_PROBLEM TO SOLVE:_ Rewrite the data from the line with "Category under review: front fender." up to and including the line with "[240,0,253,57]", keeping every line and its text unchanged except for the bounding-box coordinates. Scale each of those coordinates by 2 and round to whole numbers, with halves rounded up.

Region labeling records
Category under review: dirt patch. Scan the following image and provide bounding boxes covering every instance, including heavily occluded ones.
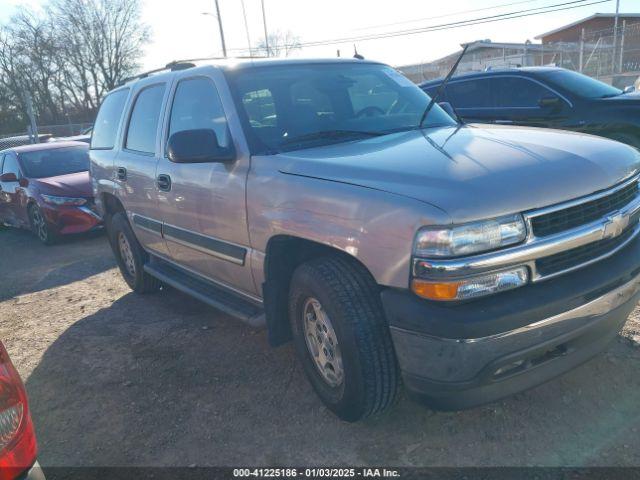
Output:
[0,227,640,466]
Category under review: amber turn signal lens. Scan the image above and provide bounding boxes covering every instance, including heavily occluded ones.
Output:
[411,280,462,300]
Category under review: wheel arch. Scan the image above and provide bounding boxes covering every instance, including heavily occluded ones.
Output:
[100,193,126,221]
[262,234,375,347]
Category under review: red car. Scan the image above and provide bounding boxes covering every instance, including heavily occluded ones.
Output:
[0,342,44,480]
[0,142,101,245]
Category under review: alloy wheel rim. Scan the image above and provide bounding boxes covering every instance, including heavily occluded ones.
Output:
[302,298,344,388]
[118,232,136,277]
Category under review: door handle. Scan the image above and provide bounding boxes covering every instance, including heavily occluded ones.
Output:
[156,173,171,192]
[116,167,127,182]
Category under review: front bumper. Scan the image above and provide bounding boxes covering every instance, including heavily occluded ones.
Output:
[382,232,640,410]
[18,462,46,480]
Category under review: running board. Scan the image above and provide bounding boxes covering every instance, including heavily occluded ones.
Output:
[144,256,266,327]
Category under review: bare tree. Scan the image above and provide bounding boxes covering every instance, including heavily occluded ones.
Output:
[0,0,150,133]
[258,30,302,57]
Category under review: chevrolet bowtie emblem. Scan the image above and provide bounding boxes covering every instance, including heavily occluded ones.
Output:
[602,213,630,238]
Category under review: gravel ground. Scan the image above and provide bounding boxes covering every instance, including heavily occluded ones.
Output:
[0,230,640,466]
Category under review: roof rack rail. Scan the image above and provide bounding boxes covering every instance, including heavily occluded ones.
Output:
[120,60,195,85]
[120,55,267,85]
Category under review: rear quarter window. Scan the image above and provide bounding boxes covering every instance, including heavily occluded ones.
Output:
[446,79,493,108]
[91,89,129,150]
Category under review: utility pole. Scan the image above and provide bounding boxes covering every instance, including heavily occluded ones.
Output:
[24,90,40,143]
[611,0,620,74]
[262,0,271,57]
[215,0,227,58]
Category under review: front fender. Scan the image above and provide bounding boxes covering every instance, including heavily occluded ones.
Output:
[247,157,451,288]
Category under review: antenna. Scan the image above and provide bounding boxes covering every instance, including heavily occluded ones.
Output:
[240,0,253,57]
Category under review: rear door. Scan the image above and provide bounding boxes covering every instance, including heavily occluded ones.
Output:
[446,78,495,123]
[114,77,169,254]
[157,71,256,295]
[493,76,570,128]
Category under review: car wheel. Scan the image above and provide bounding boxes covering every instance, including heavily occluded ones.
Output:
[29,205,58,245]
[107,213,161,293]
[289,256,400,422]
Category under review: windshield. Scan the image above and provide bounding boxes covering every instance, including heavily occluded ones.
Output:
[545,70,622,98]
[227,63,456,154]
[19,145,89,178]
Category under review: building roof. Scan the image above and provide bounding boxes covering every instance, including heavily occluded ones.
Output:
[397,40,543,70]
[536,13,640,40]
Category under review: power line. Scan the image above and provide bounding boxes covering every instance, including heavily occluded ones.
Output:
[354,0,541,31]
[234,0,612,51]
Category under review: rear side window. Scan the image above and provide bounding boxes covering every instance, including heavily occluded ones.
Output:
[125,84,165,154]
[447,79,492,108]
[169,78,230,147]
[91,89,129,149]
[242,88,278,128]
[2,153,20,177]
[493,77,556,108]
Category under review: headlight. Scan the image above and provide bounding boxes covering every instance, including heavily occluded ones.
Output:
[42,195,87,206]
[414,214,527,258]
[411,267,529,300]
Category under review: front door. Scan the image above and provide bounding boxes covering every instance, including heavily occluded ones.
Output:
[491,76,570,128]
[446,78,495,123]
[157,72,256,295]
[0,152,27,227]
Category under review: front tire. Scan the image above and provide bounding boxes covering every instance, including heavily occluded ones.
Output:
[107,213,161,293]
[29,204,58,246]
[289,256,400,422]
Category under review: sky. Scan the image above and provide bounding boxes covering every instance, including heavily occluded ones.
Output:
[0,0,640,69]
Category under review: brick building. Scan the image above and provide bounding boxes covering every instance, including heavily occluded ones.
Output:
[536,13,640,45]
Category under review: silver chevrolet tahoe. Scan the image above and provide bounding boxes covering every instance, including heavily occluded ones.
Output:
[91,59,640,421]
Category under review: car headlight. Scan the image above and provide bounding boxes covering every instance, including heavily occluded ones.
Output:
[414,214,527,258]
[42,195,87,206]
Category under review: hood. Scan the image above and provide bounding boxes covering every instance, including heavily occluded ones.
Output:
[278,125,640,223]
[30,172,93,197]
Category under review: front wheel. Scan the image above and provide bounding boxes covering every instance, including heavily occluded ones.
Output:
[29,205,58,245]
[289,256,400,422]
[107,213,160,293]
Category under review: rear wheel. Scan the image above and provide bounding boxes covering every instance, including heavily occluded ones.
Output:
[29,205,58,245]
[289,256,400,421]
[107,213,161,293]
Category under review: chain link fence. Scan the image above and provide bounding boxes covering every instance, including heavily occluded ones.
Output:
[400,21,640,88]
[0,122,93,150]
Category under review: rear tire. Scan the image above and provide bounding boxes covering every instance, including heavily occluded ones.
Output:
[289,255,400,422]
[28,204,58,246]
[107,213,161,293]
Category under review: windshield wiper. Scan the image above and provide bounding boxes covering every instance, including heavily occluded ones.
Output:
[418,43,469,128]
[280,130,385,146]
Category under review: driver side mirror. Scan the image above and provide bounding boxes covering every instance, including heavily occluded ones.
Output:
[538,97,562,108]
[167,129,236,163]
[0,172,18,183]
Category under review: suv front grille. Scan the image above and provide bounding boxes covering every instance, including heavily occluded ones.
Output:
[531,180,638,237]
[536,214,640,277]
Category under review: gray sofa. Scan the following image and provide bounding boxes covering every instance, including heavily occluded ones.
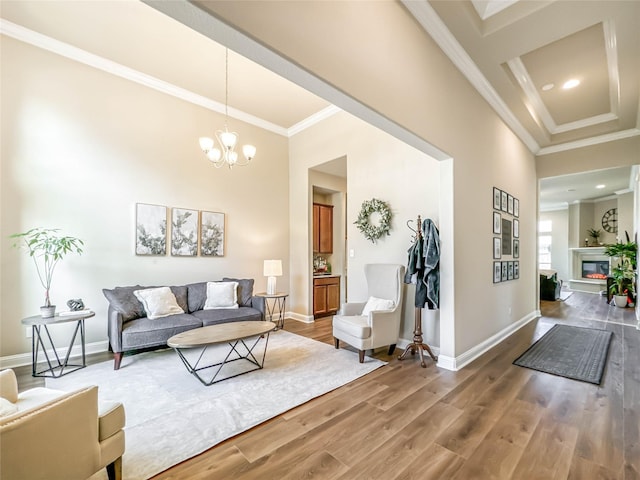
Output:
[102,278,264,370]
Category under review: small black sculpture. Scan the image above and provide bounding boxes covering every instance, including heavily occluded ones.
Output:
[67,298,84,312]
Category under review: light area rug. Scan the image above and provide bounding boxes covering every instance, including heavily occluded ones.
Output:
[46,330,385,480]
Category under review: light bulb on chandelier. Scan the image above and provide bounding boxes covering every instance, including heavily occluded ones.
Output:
[200,48,256,169]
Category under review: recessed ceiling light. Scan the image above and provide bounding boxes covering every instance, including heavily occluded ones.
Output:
[562,78,580,90]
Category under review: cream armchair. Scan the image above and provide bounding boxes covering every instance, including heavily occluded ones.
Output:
[0,370,125,480]
[333,264,404,363]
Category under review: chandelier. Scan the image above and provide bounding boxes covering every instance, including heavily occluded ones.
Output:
[200,48,256,169]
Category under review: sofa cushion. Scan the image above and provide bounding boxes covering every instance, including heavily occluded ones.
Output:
[186,282,207,313]
[133,287,184,320]
[203,282,238,310]
[102,285,187,322]
[193,307,262,327]
[222,277,253,307]
[122,313,202,351]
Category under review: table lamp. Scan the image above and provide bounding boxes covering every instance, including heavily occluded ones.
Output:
[264,260,282,295]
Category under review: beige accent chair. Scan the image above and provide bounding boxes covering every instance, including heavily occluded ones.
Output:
[333,264,404,363]
[0,370,125,480]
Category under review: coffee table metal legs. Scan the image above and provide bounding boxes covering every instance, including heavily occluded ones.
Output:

_SOLUTION TO THIS TASK:_
Category under review: front fender. Scan the image above and provide bounding boxes covering every instance, including heavily occluded ones.
Output:
[494,314,902,576]
Category under review: antenna. Scan the image above and provide bounding boxes covering every instance, including heavily occluded ones.
Output:
[480,0,506,114]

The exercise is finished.